**TASK PROMPT:** Carry on the piece about money troubles in Scottish football clubs, picking up right after its final sentence.

Regardless of the financial realities at the heart of this rather sad story, it is hard to argue that these players' development is more acute in the reserves or academy sides of an English Premier League club, or on loan in the lower leagues, than it would be if they were starting every week for their team in Scotland. The majority would be better placed then to move on and more likely to play first-team football when they did so. But who can expect a teenager at the start of a 15-year career to ignore the sparkle and swagger of the SPL's Bentley driving neighbour?
Money-raising schemes are everywhere in Scottish football. Some teams need cash to stay in business, some to keep their players and some to bolster the balance sheet.
After Hearts fans answered the SOS call of their club and raised enough money to keep the taxman at bay and pay the players' wages, they were asked this week to do it all again. The reason? They had lost to Hibs. That, according to a spokesman for the club's owner, Vladimir Romanov, was not good enough and it was only going to improve if supporters paid for it. This struck a very bum note after the heroic fundraising undertaken when the rallying call was far more severe. If new funds can be used to build the team so soon after the defibrillators were being applied to the Edinburgh club, questions have to be raised at the very least over the clarity of the information coming out of Hearts.
Across the capital, at Hibs, the chairman Rod Petrie this week warned supporters that budget cuts would be unavoidable if more of them did not attend matches and spend money at the club. After a successful start to the season, capped by the Scottish Cup victory against their great rivals, it is hard to see what more the team can do in the short term. Business is bad all over and at least Hibs' financial record over the past 10 years, of which they have often trumpeted, should give them some shelter from the storm that has seen back-to-back annual losses approaching the £1 million mark.
Motherwell's rollicking win over Ross County, 3-2 at home, put them third in the division and that club has had more bang for its buck than any other over the past five years. This summer, pretty much all of their best players are out of contract and before their Scottish Cup replay with Aberdeen, Stuart McCall, their manager, said a good run in that competition could give him the budget he needs to keep at least one or two of them. If he is not allowed that, it will take some magical recruitment work to sustain the standard at Fir Park. But don't believe that is not possible.

**PROVIDED RECORDS:**
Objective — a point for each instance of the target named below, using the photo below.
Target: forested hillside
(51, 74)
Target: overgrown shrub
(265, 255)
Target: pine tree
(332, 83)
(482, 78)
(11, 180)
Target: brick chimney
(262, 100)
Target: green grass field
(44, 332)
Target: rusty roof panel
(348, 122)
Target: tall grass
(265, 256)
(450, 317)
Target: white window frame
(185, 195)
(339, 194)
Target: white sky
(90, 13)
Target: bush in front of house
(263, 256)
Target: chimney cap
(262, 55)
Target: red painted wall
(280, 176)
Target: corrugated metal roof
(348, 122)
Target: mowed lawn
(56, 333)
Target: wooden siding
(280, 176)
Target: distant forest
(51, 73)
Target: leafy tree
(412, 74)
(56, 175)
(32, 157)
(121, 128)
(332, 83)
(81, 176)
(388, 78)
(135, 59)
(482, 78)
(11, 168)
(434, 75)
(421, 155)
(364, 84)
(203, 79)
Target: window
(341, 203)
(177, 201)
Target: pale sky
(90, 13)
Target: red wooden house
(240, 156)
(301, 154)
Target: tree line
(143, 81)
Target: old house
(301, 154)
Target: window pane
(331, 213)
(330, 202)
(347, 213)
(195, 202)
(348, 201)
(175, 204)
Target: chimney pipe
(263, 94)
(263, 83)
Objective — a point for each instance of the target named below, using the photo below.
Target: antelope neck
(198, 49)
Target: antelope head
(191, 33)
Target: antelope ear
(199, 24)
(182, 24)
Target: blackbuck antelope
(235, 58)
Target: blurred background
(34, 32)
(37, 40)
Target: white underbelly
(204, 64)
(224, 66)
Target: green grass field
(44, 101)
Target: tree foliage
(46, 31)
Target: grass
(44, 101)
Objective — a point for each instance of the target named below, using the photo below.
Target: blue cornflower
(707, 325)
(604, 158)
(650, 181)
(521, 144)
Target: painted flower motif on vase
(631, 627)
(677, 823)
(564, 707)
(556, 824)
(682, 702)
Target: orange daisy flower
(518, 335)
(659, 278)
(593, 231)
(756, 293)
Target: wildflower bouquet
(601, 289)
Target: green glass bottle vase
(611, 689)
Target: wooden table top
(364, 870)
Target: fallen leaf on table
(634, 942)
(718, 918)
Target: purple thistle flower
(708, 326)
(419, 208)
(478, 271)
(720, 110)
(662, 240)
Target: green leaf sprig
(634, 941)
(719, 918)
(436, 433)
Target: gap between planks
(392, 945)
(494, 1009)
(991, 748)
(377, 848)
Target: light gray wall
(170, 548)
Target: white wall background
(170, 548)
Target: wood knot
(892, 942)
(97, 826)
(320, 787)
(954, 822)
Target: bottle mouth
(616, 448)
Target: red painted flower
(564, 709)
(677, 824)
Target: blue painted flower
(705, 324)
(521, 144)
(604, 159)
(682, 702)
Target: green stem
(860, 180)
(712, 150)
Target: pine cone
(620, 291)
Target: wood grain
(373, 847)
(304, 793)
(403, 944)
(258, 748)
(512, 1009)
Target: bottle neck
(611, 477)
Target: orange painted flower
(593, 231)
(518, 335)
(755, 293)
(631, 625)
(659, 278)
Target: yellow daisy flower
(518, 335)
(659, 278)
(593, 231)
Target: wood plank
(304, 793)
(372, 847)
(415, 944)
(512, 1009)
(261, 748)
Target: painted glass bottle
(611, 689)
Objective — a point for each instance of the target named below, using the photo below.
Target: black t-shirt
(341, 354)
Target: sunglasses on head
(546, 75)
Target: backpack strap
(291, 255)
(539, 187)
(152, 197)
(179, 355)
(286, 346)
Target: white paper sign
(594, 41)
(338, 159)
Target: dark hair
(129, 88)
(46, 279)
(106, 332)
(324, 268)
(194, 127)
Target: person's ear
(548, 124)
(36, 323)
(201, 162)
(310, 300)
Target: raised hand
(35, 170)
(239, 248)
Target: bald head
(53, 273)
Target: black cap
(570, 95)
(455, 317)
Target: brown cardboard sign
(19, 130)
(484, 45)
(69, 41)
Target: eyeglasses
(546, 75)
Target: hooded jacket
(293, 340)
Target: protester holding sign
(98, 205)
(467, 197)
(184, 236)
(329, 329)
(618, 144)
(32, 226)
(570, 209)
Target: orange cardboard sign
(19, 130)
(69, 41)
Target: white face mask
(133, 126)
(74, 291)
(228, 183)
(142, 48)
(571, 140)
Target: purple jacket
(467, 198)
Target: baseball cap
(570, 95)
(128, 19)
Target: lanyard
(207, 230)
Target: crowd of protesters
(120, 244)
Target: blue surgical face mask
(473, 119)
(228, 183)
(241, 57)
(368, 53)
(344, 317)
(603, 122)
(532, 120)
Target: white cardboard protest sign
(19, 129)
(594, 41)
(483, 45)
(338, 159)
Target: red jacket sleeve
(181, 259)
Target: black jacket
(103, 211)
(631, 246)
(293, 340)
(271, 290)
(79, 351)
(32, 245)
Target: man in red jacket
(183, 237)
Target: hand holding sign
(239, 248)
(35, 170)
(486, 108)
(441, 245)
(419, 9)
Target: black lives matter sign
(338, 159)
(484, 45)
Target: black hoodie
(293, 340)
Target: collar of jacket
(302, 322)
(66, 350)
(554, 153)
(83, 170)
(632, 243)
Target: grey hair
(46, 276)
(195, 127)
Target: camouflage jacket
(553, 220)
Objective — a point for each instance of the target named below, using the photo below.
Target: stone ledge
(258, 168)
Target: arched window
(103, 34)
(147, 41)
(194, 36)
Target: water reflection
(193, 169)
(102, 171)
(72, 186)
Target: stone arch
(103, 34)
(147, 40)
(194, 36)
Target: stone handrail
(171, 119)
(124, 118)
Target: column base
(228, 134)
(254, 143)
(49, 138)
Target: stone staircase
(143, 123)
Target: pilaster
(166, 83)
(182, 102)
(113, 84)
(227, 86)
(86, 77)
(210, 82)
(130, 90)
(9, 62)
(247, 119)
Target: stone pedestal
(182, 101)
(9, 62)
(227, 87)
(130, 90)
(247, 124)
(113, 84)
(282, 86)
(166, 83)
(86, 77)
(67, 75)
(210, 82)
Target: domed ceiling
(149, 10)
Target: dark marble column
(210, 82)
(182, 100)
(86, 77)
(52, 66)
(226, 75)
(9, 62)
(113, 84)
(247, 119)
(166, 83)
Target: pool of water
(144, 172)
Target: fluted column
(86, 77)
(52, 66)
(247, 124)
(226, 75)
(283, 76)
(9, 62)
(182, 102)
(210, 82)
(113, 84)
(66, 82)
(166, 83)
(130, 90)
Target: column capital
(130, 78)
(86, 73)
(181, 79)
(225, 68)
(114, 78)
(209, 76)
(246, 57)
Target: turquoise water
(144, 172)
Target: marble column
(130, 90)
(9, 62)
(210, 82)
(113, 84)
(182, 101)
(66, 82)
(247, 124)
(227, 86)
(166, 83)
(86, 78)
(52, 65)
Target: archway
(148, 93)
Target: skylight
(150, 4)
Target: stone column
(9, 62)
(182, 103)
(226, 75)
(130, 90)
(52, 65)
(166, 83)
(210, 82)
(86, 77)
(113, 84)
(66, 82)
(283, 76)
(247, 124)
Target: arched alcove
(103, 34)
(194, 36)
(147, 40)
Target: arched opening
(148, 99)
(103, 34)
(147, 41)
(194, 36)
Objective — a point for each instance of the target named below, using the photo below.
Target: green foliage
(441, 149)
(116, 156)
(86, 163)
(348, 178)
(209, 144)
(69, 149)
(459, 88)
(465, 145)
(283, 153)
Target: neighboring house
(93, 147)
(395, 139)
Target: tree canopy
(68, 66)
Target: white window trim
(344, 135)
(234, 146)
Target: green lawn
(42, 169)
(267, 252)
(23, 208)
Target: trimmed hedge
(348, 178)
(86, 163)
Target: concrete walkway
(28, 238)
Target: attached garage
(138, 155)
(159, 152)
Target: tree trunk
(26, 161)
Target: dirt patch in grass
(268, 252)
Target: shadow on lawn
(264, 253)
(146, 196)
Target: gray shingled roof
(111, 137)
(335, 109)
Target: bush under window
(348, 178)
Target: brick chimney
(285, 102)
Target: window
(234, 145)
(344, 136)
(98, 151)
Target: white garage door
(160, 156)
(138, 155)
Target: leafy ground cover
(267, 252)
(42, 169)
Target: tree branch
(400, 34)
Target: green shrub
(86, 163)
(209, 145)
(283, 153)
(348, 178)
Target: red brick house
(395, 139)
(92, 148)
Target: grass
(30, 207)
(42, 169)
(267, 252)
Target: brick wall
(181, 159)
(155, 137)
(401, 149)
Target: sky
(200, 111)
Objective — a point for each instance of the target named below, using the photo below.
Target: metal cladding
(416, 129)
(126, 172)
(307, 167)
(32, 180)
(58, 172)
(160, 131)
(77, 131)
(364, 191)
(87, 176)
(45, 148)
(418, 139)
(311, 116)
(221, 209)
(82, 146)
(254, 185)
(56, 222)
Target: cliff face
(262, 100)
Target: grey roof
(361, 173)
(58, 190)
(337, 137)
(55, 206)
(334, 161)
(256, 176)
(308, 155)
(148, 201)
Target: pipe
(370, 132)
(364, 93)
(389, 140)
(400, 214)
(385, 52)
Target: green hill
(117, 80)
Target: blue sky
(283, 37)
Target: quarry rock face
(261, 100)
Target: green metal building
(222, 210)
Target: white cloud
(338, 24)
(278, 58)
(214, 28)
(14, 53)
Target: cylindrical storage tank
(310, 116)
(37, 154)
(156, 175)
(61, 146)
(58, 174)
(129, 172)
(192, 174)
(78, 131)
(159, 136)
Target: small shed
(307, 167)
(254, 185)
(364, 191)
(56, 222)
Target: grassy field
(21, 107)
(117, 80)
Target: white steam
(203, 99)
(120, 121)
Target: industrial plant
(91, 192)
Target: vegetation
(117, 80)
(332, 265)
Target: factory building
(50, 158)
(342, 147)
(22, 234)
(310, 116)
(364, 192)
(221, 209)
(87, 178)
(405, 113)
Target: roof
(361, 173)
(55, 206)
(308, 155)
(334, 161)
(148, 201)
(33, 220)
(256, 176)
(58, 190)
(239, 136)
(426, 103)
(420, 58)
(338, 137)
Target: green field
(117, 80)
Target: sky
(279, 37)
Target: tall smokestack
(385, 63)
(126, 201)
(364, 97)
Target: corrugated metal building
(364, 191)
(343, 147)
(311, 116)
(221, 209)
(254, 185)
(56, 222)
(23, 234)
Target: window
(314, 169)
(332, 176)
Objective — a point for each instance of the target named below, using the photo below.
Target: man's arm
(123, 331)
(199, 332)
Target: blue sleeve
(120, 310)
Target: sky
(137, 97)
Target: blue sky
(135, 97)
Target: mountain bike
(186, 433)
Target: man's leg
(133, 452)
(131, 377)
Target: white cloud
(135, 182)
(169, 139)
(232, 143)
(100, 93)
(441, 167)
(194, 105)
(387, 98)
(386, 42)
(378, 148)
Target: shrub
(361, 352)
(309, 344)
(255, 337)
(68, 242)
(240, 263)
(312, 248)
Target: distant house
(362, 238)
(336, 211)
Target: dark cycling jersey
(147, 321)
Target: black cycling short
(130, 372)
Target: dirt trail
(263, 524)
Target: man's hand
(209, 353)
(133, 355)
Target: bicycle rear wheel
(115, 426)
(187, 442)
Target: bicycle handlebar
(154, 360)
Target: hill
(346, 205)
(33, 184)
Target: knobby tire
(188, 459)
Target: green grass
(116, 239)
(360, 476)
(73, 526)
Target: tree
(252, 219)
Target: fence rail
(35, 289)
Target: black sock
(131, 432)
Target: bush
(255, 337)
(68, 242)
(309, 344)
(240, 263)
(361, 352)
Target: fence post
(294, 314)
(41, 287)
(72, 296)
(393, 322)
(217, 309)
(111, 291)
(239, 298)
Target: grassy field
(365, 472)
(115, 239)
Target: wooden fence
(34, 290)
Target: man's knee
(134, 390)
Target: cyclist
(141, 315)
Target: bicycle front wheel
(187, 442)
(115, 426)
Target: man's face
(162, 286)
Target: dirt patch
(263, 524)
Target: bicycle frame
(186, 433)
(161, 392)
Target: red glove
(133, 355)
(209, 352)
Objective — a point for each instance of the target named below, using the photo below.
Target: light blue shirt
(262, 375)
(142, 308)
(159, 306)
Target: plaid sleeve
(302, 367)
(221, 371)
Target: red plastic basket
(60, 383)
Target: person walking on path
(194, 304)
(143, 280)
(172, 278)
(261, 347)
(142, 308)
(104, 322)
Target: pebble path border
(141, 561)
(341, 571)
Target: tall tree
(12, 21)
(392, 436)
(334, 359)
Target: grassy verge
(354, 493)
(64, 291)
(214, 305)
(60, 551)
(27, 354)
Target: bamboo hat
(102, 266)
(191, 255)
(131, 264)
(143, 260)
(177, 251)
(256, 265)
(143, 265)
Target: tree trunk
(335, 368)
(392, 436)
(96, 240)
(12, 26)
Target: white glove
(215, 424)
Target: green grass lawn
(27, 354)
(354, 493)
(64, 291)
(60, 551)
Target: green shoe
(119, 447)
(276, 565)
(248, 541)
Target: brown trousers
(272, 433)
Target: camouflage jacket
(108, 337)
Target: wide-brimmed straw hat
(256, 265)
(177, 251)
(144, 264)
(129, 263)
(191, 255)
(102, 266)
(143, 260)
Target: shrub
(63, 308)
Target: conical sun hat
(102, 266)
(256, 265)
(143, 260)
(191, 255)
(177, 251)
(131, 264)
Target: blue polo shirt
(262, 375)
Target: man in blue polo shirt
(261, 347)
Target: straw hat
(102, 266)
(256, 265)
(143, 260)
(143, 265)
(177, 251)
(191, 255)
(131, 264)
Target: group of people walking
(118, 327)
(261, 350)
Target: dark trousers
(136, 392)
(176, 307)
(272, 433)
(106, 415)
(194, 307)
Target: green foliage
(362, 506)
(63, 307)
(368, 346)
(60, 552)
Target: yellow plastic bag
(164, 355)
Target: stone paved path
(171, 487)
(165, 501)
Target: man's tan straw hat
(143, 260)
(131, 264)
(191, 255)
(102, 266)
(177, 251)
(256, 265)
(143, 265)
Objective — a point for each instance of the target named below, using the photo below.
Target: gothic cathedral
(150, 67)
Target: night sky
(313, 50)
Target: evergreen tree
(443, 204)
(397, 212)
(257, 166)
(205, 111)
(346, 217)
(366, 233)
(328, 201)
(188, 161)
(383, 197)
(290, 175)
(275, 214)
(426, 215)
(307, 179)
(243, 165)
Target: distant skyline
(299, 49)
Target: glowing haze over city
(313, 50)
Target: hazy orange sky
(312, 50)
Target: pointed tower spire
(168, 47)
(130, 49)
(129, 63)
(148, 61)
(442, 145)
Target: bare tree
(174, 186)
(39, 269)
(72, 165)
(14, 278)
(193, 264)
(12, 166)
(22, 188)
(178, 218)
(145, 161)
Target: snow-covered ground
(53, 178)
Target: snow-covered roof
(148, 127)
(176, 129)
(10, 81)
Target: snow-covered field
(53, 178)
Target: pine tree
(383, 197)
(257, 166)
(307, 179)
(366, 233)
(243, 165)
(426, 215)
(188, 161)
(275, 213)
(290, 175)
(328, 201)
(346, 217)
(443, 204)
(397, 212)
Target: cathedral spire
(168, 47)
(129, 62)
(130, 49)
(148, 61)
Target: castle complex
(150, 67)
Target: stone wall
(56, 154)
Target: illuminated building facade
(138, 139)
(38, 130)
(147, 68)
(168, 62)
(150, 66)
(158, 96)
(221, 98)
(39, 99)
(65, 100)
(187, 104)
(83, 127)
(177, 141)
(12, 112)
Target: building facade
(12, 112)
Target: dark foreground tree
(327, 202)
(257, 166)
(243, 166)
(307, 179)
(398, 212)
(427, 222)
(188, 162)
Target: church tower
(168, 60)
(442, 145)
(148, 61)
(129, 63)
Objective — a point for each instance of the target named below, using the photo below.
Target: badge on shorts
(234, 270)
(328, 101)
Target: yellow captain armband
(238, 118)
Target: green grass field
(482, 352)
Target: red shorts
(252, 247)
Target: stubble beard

**ANSWER FOR THIS EXERCISE:**
Butcher's prime cuts
Inverness Caledonian Thistle are proving them all wrong. The second-placed team in the SPL, 3-0 winners over Hibs last weekend, are the story of the season to date. They are a team built around neither a golden generation of academy graduates, nor a speculative splurge on players outwith the reach of other SPL teams.
Terry Butcher overhauled his starting line-up in the summer with players who were hiding in plain sight in the academies and lower leagues in England and in Irish football. The Inverness team still, too, includes several cast-offs from elsewhere in the SPL, most prominently Andrew Shinnie, who was dropped by Rangers and fell all the way through the competing budgets of the top division to the Highland club, which operates in the bottom third of SPL finances.
Their ace in the recent drive up the table has been Billy McKay, an Irish striker who was picked up after his release by Northampton Town; Ross Draper, in central midfield, had played 100 games for Macclesfield; David Raven, in defence, is a veteran of the lower leagues of English football.
Butcher's CV is not impeccable, but at Inverness, as he did at Motherwell, he appears to have brought together a group of players who respond to him and among them, undoubtedly, are a few excellent picks. Pound for pound, they are the best in Scotland.